What the task asks:
Give back exactly the lines from the one containing "Each instance of the red plastic" through the end of the records, including both, and no others.

Data for processing:

******

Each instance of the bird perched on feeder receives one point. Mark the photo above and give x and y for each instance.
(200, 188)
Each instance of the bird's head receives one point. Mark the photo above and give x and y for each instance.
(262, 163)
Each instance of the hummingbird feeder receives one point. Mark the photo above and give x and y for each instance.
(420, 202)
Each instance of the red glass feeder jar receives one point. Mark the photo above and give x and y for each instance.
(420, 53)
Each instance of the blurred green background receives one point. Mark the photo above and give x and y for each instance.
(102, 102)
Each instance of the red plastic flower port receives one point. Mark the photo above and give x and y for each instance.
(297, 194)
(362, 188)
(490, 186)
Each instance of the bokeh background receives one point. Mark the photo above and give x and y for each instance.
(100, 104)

******

Exercise response:
Each instance of the red plastic flower port receives one point. Mark the photo above and give x and y for each instance.
(297, 194)
(362, 188)
(490, 186)
Each instance of the bokeh background receives one point. Mark the photo above and give x and y for each instance.
(100, 104)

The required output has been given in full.